Text under study:
Posada finally coming around for Yanks

NEW YORK -- Jorge Posada is alive.

Less than a month ago, it certainly didn't appear that way. In fact, he was almost as stiff and useless as the Posada figurine they gave away to fans who attended Yankee Stadium on Friday night.

If you're the everyday designated hitter and you aren't hitting, you're basically dead.

But that has all changed for Posada on this homestand. He's hitting again, contributing to a team that desperately needs his bat.

Posada had three hits in his first three at-bats. It gave him eight hits in his previous 10 at-bats. In the New York Yankees' 11-7 victory over the Cleveland Indians, Posada finished 3-for-5 with an RBI.

Posada's average is finally over .200, at .215 and climbing. He's really had better swings for a few weeks now, but now the hits are coming. "It's paying off now," said Posada, who collected his fourth straight multi-hit game. "I'm just waiting for the ball a little longer, hitting the ball to all fields and really seeing it better."

If you think Derek Jeter struggled out of the gate and had many wondering if he could turn it around, there was even more of a concern about Posada, in the last year of his contract.

He was batting about .160 for most of the season and failed to get a hit against a left-handed in his first 27 at-bats this season when the switch hitter batted right-handed.

Indeed, it wasn't a pretty picture.

Posada, though, had even tougher things to deal with recently. On Wednesday, Posada missed the game against the Boston Red Sox to be with his 11-year-old son, Jorge III.

Posada's son was born with craniosynostosis, a condition involving the bones of the skull.

Jorge III underwent his ninth surgery, his first since 2006. Posada hopes it's the last one. Posada told the media when he returned to the team Thursday that he believes the worst has passed. "He's tough," said Posada of his son, who went through a 4½-hour procedure. "He's hanging in there, but there's a lot of pain. Obviously, he's upset. It's just tough right now."

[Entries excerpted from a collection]
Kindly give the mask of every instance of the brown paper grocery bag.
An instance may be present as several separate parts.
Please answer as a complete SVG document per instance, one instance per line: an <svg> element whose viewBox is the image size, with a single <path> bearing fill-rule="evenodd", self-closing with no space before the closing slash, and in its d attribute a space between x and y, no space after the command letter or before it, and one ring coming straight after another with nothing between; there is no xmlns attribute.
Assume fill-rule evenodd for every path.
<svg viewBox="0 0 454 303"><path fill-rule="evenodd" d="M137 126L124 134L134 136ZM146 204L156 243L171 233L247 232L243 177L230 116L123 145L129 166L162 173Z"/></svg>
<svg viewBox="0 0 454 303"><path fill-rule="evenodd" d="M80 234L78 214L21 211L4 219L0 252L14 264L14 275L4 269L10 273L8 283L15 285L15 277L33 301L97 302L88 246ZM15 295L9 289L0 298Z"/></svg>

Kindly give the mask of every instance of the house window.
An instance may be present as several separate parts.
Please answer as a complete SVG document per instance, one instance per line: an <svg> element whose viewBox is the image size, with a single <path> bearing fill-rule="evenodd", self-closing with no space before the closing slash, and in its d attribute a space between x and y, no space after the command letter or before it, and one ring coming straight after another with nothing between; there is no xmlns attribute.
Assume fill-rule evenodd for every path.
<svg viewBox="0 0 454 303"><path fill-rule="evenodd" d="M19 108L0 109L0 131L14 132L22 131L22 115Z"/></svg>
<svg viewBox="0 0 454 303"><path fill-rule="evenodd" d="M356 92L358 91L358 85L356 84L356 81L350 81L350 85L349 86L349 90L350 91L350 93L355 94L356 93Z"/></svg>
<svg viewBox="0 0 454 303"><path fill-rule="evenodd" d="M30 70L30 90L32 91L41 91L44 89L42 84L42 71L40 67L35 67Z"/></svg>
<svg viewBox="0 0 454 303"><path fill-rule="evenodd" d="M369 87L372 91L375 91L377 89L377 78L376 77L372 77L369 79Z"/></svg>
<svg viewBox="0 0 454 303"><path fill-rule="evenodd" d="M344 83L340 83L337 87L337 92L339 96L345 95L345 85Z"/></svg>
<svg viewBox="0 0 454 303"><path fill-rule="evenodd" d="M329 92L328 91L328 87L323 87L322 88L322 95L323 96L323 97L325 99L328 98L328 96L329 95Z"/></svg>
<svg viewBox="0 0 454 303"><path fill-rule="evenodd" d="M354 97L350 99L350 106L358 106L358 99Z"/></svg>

Problems to work on:
(1) In the article about Jorge Posada, what condition was his son born with?
(2) Repeat the part of the Posada article from "But that has" to "with an RBI.".

Task-by-task solutions:
(1) Craniosynostosis, a condition involving the bones of the skull.

(2)
But that has all changed for Posada on this homestand. He's hitting again, contributing to a team that desperately needs his bat.

Posada had three hits in his first three at-bats. It gave him eight hits in his previous 10 at-bats. In the New York Yankees' 11-7 victory over the Cleveland Indians, Posada finished 3-for-5 with an RBI.